-- Document passage --
◇ ◇ ◇
In article <9404112025.AA06237@stuntkite.ebay.sun.com> Darrin.Skinner@ebay.sun.com (Darrin Skinner) writes:

>
>-] Date: Mon, 11 Apr 1994 14:51:28 GMT
>-] From: jbenedict@law.fordham.edu (Jason Benedict)
>-] Subject: Bicycle with a rev
>-] 
>-] The Bicycle that Darrin had mentioned is actually the "Hadzicki Shuffle".

>-] First done by the inventor of the kite and I beleive coined by those 
>-]watching him.
>-] 
>
>Interesting... I've never heard it called this and I live just 
>up the coast from Hadzicki land.  I would have no problems calling
>the bicycle the Hadzicki Shuffle in honor of what they have brought
>to kiting, but would this aid the endevor of standardizing names?

I assume y'all are talking about the motion one's hands make when a Rev
does a propellor spin without losing altitude?  (I seem to have missed
Darrin's first posting on this; my feed has been spotty recently).

If so, that's what I've been referring to as the Hadzicki Shuffle
for...what, a couple of years now?  I don't even remember when I first
heard it, or when.

Is this another case of East Coast vs West Coast names?  Jason's one of us
easterners...
◇ ◇ ◇
-- Information shown --
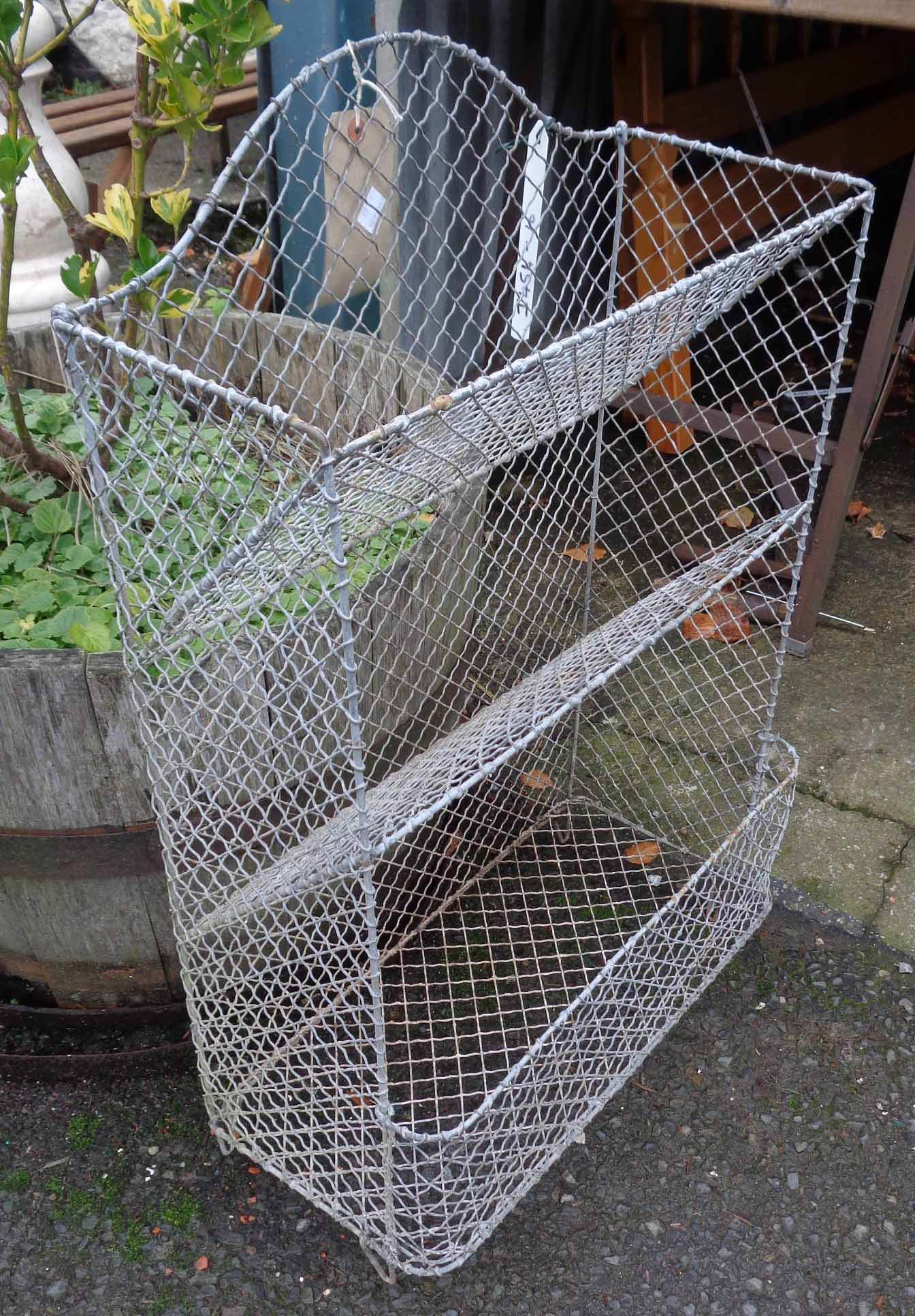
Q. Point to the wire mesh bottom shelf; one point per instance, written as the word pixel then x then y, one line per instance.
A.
pixel 512 1012
pixel 454 599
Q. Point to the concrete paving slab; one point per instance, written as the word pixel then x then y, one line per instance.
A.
pixel 839 857
pixel 896 920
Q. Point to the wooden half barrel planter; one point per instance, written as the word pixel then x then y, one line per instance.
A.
pixel 84 916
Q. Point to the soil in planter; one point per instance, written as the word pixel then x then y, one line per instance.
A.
pixel 37 1039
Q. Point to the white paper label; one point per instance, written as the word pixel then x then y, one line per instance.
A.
pixel 529 240
pixel 370 213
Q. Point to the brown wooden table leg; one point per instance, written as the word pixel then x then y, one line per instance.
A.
pixel 865 392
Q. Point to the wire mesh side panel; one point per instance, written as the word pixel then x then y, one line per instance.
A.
pixel 453 598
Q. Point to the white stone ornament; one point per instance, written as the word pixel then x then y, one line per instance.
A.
pixel 42 242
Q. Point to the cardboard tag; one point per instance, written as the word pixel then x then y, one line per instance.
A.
pixel 361 159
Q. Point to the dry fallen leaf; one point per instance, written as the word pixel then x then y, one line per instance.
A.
pixel 737 518
pixel 731 621
pixel 699 627
pixel 642 853
pixel 581 553
pixel 858 511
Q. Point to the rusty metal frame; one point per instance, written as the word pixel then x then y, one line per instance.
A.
pixel 861 418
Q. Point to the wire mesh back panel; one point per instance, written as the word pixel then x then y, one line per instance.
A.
pixel 454 599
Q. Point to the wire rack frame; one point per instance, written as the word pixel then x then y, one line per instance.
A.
pixel 467 785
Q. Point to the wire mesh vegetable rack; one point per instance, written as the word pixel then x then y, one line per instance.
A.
pixel 467 786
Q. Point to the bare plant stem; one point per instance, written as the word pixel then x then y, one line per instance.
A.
pixel 35 458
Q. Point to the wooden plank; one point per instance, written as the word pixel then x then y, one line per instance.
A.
pixel 216 723
pixel 733 40
pixel 114 131
pixel 720 108
pixel 638 94
pixel 110 694
pixel 693 45
pixel 296 369
pixel 860 142
pixel 80 111
pixel 889 14
pixel 154 890
pixel 741 429
pixel 36 360
pixel 73 104
pixel 53 768
pixel 367 381
pixel 659 221
pixel 90 937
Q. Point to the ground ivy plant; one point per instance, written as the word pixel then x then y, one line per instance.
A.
pixel 56 591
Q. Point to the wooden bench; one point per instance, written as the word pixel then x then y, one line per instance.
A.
pixel 91 124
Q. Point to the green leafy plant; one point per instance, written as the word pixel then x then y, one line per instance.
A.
pixel 187 54
pixel 56 591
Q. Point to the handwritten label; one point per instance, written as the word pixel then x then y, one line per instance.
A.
pixel 529 240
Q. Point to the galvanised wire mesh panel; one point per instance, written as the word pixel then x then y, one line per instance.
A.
pixel 455 607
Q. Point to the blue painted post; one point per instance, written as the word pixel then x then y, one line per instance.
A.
pixel 310 31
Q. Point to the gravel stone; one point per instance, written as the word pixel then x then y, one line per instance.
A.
pixel 646 1198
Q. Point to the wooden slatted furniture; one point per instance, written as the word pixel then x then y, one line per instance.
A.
pixel 861 83
pixel 101 123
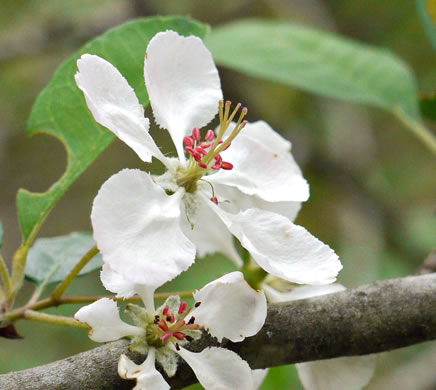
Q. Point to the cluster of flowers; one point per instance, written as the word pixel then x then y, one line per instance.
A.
pixel 233 183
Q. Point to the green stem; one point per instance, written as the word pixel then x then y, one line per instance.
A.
pixel 62 287
pixel 418 129
pixel 4 275
pixel 18 268
pixel 53 319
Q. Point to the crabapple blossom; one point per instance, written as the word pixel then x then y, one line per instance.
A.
pixel 239 181
pixel 227 307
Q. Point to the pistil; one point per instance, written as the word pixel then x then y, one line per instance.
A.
pixel 203 153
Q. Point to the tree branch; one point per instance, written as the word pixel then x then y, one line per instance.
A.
pixel 373 318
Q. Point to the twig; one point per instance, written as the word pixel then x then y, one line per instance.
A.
pixel 373 318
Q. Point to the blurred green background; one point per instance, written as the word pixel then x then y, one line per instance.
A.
pixel 372 183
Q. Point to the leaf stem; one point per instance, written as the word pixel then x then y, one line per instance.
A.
pixel 5 278
pixel 418 129
pixel 62 287
pixel 18 268
pixel 50 302
pixel 53 319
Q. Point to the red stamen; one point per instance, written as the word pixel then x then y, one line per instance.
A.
pixel 164 326
pixel 201 150
pixel 190 150
pixel 179 335
pixel 196 134
pixel 188 141
pixel 226 166
pixel 210 136
pixel 165 337
pixel 183 307
pixel 197 156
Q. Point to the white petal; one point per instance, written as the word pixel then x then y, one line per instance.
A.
pixel 261 169
pixel 113 103
pixel 219 369
pixel 104 319
pixel 234 201
pixel 259 376
pixel 114 282
pixel 302 292
pixel 230 308
pixel 346 373
pixel 282 248
pixel 137 229
pixel 182 83
pixel 146 375
pixel 209 234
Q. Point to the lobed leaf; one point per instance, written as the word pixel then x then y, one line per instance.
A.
pixel 60 110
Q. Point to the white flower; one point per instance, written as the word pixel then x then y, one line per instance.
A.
pixel 251 190
pixel 229 308
pixel 345 373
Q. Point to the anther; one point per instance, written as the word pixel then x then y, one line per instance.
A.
pixel 188 141
pixel 196 134
pixel 210 136
pixel 182 307
pixel 226 166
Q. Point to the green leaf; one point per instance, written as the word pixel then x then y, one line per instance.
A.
pixel 61 111
pixel 52 259
pixel 1 234
pixel 428 106
pixel 427 13
pixel 316 61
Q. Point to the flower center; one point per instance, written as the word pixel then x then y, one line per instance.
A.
pixel 169 327
pixel 204 156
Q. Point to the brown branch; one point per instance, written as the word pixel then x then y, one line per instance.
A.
pixel 373 318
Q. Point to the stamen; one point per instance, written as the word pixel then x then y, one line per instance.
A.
pixel 196 134
pixel 179 335
pixel 227 166
pixel 210 135
pixel 188 141
pixel 182 307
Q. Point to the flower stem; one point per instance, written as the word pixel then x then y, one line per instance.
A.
pixel 5 278
pixel 418 129
pixel 18 268
pixel 62 287
pixel 53 319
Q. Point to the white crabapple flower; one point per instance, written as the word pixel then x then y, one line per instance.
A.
pixel 345 373
pixel 222 184
pixel 227 307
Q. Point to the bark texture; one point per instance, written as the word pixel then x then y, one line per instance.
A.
pixel 373 318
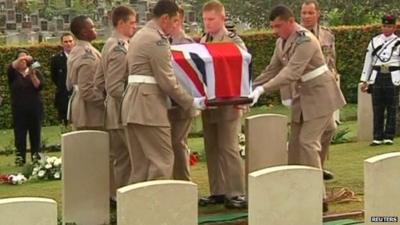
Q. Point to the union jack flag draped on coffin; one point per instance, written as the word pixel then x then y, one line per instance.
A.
pixel 214 70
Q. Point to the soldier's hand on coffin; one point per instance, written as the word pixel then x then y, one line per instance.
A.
pixel 287 102
pixel 256 93
pixel 199 103
pixel 364 87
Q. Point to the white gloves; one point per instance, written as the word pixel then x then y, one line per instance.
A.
pixel 256 93
pixel 287 102
pixel 199 103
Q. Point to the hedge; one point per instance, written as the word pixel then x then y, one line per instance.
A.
pixel 351 43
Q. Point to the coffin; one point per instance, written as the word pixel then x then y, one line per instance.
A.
pixel 218 71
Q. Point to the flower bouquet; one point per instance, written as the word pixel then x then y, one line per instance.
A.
pixel 48 168
pixel 13 179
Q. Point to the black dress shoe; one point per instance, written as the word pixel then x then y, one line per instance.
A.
pixel 113 203
pixel 212 200
pixel 236 202
pixel 328 175
pixel 325 207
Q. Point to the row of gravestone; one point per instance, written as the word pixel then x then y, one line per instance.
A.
pixel 281 195
pixel 273 192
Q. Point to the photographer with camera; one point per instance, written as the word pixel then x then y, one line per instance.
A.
pixel 25 82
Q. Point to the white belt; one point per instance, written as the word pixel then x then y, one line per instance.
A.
pixel 141 79
pixel 315 73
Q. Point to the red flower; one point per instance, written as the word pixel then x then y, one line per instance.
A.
pixel 194 158
pixel 4 179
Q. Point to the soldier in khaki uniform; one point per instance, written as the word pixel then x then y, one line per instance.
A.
pixel 298 58
pixel 180 119
pixel 113 72
pixel 221 127
pixel 86 107
pixel 145 104
pixel 310 14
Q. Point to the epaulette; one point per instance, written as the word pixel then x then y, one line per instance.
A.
pixel 120 47
pixel 163 42
pixel 164 39
pixel 162 34
pixel 326 28
pixel 88 54
pixel 302 38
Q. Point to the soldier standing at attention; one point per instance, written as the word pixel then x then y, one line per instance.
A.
pixel 298 58
pixel 58 69
pixel 181 120
pixel 381 77
pixel 310 16
pixel 145 104
pixel 86 107
pixel 113 70
pixel 221 127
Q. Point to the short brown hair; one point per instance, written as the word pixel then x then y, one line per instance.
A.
pixel 181 12
pixel 281 11
pixel 315 2
pixel 122 13
pixel 165 7
pixel 214 5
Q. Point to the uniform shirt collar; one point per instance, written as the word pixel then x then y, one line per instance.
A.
pixel 219 36
pixel 83 43
pixel 153 25
pixel 119 36
pixel 296 29
pixel 383 37
pixel 315 30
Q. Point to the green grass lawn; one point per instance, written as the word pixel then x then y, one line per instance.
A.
pixel 345 160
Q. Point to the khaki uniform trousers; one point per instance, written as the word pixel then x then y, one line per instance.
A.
pixel 180 129
pixel 305 141
pixel 326 139
pixel 150 151
pixel 120 164
pixel 225 166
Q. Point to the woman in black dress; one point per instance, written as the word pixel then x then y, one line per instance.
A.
pixel 25 83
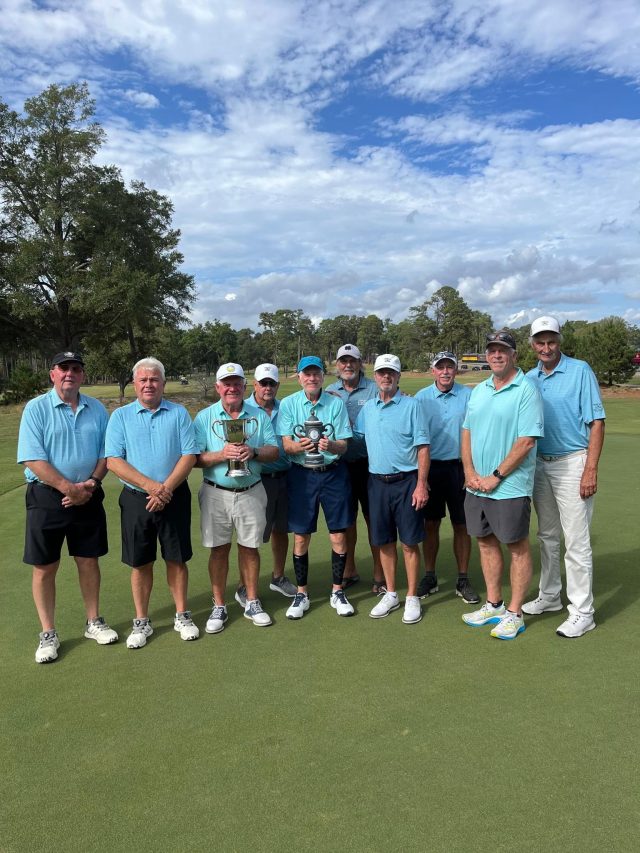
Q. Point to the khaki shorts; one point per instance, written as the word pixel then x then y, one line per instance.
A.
pixel 221 511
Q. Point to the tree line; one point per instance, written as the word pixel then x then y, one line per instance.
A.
pixel 89 263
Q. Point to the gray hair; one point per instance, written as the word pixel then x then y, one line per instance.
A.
pixel 149 364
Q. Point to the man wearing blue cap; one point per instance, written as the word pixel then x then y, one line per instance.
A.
pixel 325 484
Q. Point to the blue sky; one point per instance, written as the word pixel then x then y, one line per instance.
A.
pixel 352 156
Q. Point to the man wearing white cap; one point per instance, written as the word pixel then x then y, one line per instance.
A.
pixel 566 477
pixel 228 503
pixel 354 389
pixel 274 479
pixel 445 403
pixel 395 430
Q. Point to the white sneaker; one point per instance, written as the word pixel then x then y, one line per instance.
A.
pixel 298 606
pixel 576 626
pixel 387 603
pixel 340 603
pixel 412 610
pixel 216 620
pixel 184 624
pixel 138 637
pixel 257 615
pixel 98 630
pixel 48 646
pixel 541 605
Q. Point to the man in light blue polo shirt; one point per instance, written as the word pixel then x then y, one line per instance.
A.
pixel 445 404
pixel 150 445
pixel 355 389
pixel 566 477
pixel 325 484
pixel 504 420
pixel 394 427
pixel 229 503
pixel 61 445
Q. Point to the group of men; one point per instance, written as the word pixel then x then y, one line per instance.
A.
pixel 359 442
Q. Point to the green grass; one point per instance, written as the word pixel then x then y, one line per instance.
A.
pixel 330 734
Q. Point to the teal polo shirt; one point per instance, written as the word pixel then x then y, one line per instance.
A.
pixel 393 431
pixel 152 442
pixel 354 401
pixel 296 408
pixel 208 440
pixel 571 401
pixel 282 462
pixel 445 412
pixel 50 431
pixel 496 419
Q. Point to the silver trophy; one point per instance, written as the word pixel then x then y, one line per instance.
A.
pixel 313 429
pixel 236 431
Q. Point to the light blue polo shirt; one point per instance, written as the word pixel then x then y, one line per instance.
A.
pixel 152 442
pixel 207 440
pixel 296 408
pixel 282 462
pixel 571 401
pixel 354 401
pixel 50 431
pixel 445 411
pixel 496 420
pixel 393 432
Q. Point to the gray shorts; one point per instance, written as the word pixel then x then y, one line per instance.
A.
pixel 507 519
pixel 277 504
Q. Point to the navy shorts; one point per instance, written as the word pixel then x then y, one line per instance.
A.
pixel 309 490
pixel 391 514
pixel 49 523
pixel 141 529
pixel 508 520
pixel 446 489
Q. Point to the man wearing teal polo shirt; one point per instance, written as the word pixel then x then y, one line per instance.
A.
pixel 445 405
pixel 566 477
pixel 325 484
pixel 233 503
pixel 503 421
pixel 61 445
pixel 150 446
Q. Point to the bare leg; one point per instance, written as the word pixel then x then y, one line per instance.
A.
pixel 178 579
pixel 43 588
pixel 218 571
pixel 141 586
pixel 89 579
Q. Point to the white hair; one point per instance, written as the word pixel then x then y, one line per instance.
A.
pixel 149 364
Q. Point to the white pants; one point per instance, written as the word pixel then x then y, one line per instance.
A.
pixel 561 510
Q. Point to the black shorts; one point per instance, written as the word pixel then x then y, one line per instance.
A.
pixel 446 489
pixel 141 529
pixel 359 477
pixel 49 523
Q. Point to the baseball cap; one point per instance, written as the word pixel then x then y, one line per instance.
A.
pixel 349 349
pixel 503 338
pixel 441 356
pixel 545 324
pixel 61 357
pixel 310 361
pixel 388 360
pixel 266 371
pixel 225 371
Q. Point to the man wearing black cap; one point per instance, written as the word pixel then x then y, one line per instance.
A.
pixel 503 421
pixel 445 405
pixel 61 445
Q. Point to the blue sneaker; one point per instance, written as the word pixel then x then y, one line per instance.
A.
pixel 487 615
pixel 509 626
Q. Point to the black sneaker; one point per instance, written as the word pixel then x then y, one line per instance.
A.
pixel 428 585
pixel 466 592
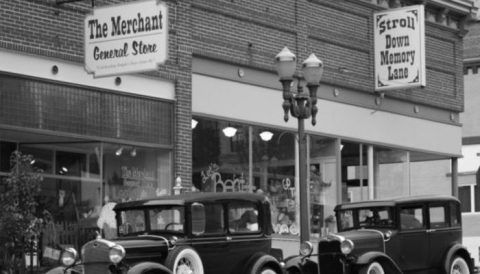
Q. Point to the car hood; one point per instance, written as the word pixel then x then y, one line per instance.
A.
pixel 145 246
pixel 364 240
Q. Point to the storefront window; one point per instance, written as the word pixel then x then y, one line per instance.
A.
pixel 274 175
pixel 6 149
pixel 323 184
pixel 392 172
pixel 251 159
pixel 220 156
pixel 133 173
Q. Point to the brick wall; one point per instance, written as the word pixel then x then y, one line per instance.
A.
◇ ◇ ◇
-- Exercise set --
1: Name the header fields quoted at the top of the earlier message in the kite post.
2: According to the kite post, for roughly how long has the writer been using the name Hadzicki Shuffle?
3: Reproduce the kite post between "If so, that's" and "easterners...", inclusive, and replace "East Coast" with "Gulf Coast".

-- Answers to the exercises --
1:
Date
From
Subject

2: A couple of years.

3:
If so, that's what I've been referring to as the Hadzicki Shuffle
for...what, a couple of years now?  I don't even remember when I first
heard it, or when.

Is this another case of Gulf Coast vs West Coast names?  Jason's one of us
easterners...